## Task objective
According to the cycling news text, in which stadium will the 2004 Vuelta a España finish?

## Study text
*** Begin section ***

The Balearic Islands government wanted Jan Ullrich to headline the team in part to attract German tourists to the islands off the Spanish coast, but the deal seemed to be torpedoed when the German returned to Telekom.
Balearic officials reconsidered and Unzué and team manager José Miguel Echávarri returned to Mallorca on Monday to pen the deal.
“Losing Ullrich was the end, but they later analyzed it in closer detail and they believed in the project,” Unzué said. “Despite not having a major star, they saw that we’re a strong team, we’re the No. 1 Spanish team and we’re fifth in the world rankings. This helped them reconsider the offer.”
The team has lost many of its top riders, including Juan Miguel Mercado (to Quick Step), Tour stage-winner Juan Antonio Flecha (to Fassa Bortolo) and Leonardo Piepoli, who just signed with Gerolsteiner (see below).
Unzué said the remaining 12 Banesto riders will continue with the team, which hopes to bolster its lineup with some late-season acquisitions and riders with connections to the Balearic Islands.
Unzué said the team will focus on the Giro d’Italia, the Vuelta a España and the World Cup series. The team will also likely receive an automatic bid to race the Tour de France.
“The sponsor has interest in generating interest in the central and northern parts of Europe, so we will race in Germany, Benelux and rest of northern Europe,” he said.
Riders expected to continue with the team
Francisco Mancebo, Pablo Lastras, Denis Menchov, Iván Gutiérrez, Aitor Osa, Unai Osa, Chente García Acosta, Vladimir Karpets, José Luis Arrieta, Jon Odriozola and Xabier Zandio.
Rebellin, Garzelli go under knife
David Rebellin (Gerolsteiner) and Stefano Garzelli (Caldirola) will both go under the knife in the coming days, according to reports in the Italian press. Rebellin will be operated on in a Milan hospital to repair damage to his left shoulder he injured in a spill in the Fleche Wallone race back in April. Rebellin wanted to wait until the end of the season to have the surgery and will be off the bike for about two weeks.
Garzelli, winner of the 2000 Giro d’Italia and second overall this year, will enter a hospital Thursday to have his tonsils removed. Evidently, this was the trouble behind Garzelli’s breathing problems that prompted him to abandon the 2003 Tour de France. He’s expected to be out of the hospital in three days.
Vuelta will visit soccer stadium in 2004
The Vuelta a España finished the 2002 edition inside the Bernabeu soccer stadium of super-team Real Madrid. Next year, the Vuelta will have a similar finish inside the Camp Nou stadium of arch-rival FC Barcelona.
The Catalan daily SPORT reported that Vuelta organizers have recently met with FC Barcelona president Joan Laporta to hammer out the details. The stage will be similar to the 2002 version, with a time trial ending inside the football stadium. In 2002, more than 35,000 fans showed up to watch the fun.
The 2004 Vuelta route is expected to be announced later this year.
There are several new signings as the 2003 season comes to an end. Italian rider Leonardo Piepoli is set to leave iBanesto.com and join the German team Gerolsteiner.
Gerolsteiner has also penned a deal 23-year-old Thomas Ziegler, who raced with Division II Wiesenhof this season.
As reported earlier, Juan Carlos Dominguez has confirmed a deal that will take him from Phonak to the Spanish start-up Saunier Duval. The team has already signed eight riders and is still looking for more.
Alberto Martinez, the Spanish rider who beat Lance Armstrong in the 2002 Criterium International, will leave Euskaltel to join Relax-Fuenlabrada.
Spanish national champion Ruben Plaza will join Kelme next year.

*** End section ***

## Entries shown

*** Begin section ***

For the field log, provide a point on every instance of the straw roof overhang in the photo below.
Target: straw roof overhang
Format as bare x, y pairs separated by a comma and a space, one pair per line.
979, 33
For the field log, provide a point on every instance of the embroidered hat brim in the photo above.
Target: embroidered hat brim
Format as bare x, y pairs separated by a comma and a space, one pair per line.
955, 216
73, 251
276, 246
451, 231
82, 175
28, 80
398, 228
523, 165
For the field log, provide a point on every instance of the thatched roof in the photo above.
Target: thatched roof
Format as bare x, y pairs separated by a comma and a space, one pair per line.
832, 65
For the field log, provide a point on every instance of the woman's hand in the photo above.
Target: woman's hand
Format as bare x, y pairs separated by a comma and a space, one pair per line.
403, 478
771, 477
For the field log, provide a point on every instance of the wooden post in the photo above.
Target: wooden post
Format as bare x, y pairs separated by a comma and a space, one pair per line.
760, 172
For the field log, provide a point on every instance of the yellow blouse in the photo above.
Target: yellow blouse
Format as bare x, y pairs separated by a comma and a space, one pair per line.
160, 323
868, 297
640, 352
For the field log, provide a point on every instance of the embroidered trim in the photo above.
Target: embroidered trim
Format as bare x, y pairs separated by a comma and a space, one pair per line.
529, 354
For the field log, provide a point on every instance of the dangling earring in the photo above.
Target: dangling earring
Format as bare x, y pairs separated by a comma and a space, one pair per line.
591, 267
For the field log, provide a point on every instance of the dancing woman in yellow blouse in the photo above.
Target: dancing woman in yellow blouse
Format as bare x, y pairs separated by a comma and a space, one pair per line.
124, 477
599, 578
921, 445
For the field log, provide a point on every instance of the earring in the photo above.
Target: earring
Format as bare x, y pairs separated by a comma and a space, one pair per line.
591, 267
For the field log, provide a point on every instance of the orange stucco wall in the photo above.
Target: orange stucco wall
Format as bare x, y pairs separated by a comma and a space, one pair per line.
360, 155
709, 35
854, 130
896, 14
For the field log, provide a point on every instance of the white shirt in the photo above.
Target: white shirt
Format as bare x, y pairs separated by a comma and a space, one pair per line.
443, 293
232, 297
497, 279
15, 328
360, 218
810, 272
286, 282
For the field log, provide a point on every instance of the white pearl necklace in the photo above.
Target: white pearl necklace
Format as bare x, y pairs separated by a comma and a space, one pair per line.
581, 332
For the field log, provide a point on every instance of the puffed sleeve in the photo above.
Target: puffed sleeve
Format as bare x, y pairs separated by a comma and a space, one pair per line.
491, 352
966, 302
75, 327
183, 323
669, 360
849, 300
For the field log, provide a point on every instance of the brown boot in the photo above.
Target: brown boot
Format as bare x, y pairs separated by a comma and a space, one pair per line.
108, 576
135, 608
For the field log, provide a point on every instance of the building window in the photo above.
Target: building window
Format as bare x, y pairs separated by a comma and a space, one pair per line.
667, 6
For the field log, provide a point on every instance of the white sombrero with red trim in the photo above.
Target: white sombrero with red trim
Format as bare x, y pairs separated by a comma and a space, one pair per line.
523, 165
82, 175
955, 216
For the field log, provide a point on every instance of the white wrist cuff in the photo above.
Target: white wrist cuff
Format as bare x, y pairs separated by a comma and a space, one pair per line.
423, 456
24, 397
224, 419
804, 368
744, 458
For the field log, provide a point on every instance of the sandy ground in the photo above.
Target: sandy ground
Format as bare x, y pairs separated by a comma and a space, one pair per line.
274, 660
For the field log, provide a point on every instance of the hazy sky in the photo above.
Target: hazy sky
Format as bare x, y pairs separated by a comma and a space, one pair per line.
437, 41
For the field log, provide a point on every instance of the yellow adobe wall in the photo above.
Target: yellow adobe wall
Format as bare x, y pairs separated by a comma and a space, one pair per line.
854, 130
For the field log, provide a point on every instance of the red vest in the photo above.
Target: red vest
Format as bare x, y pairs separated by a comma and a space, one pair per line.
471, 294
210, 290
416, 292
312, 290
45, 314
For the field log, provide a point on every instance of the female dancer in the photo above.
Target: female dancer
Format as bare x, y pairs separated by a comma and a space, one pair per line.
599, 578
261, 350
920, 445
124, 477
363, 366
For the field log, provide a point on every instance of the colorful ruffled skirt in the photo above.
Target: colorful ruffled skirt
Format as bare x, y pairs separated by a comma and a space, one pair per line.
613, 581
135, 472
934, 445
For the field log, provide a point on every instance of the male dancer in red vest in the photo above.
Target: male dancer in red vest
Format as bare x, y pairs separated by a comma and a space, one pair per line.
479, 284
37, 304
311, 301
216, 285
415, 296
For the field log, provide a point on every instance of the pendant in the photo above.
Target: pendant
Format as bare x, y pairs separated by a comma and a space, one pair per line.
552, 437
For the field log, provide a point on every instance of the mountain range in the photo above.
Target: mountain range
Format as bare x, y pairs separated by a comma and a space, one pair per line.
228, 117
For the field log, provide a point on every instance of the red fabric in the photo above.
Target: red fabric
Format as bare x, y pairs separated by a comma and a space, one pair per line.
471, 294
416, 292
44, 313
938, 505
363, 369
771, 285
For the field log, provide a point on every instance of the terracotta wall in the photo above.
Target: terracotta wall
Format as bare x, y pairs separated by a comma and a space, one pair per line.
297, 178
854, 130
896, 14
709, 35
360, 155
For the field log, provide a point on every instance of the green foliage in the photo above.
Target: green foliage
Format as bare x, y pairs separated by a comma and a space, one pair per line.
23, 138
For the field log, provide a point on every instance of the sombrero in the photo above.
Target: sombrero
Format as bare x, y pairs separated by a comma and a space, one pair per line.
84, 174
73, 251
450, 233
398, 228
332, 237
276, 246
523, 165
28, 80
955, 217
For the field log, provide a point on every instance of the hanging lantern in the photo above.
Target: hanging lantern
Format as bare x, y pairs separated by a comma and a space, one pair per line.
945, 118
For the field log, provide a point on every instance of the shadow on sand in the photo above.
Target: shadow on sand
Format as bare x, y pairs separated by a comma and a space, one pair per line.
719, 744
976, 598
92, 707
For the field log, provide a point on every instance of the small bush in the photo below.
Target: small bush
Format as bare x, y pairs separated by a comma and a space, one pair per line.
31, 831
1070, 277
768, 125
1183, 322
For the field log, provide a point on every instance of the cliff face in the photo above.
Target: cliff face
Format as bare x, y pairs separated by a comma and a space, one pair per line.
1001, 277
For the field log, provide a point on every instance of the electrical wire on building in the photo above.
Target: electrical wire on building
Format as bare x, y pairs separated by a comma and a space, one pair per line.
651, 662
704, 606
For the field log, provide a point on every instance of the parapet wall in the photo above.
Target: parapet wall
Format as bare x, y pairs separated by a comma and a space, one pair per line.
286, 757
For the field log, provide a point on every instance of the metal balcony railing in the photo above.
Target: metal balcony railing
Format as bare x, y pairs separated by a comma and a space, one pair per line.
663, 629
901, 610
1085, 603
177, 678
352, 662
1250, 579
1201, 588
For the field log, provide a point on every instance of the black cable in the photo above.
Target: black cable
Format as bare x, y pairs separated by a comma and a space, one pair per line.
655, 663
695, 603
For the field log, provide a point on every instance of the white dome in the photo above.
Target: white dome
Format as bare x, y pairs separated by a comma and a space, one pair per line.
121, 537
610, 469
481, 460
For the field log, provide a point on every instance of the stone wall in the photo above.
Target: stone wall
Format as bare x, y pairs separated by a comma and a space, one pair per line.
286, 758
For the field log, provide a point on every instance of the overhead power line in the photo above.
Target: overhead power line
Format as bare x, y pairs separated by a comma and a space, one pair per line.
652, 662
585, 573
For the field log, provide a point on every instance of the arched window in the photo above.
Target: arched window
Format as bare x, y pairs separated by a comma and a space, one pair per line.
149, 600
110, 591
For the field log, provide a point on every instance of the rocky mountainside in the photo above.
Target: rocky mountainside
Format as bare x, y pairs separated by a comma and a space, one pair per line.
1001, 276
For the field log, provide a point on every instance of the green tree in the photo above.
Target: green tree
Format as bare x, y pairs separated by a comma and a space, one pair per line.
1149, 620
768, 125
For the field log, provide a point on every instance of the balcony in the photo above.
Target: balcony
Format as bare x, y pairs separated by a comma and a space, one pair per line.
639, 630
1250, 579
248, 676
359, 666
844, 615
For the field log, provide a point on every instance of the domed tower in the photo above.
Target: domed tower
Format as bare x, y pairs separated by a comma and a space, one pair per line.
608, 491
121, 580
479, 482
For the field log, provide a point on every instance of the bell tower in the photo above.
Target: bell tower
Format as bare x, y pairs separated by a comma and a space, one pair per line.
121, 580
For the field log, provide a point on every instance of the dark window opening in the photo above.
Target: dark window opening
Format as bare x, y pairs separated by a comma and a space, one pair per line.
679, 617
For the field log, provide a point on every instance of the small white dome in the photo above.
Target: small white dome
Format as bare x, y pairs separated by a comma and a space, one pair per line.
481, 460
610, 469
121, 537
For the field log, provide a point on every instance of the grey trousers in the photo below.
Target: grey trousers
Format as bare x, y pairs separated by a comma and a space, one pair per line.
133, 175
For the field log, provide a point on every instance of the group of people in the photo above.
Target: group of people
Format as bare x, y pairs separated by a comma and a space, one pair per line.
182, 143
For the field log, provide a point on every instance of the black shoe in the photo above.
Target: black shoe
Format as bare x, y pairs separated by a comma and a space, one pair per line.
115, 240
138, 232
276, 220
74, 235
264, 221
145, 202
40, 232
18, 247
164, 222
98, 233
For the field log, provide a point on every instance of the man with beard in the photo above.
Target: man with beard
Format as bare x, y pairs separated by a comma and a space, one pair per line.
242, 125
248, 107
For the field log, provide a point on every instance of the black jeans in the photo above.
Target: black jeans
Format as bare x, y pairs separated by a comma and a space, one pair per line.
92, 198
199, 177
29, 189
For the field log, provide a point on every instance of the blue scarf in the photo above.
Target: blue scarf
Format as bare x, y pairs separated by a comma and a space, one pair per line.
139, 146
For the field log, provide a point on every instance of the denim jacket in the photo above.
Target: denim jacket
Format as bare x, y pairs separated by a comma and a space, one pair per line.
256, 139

*** End section ***

## Output
The Camp Nou stadium of FC Barcelona.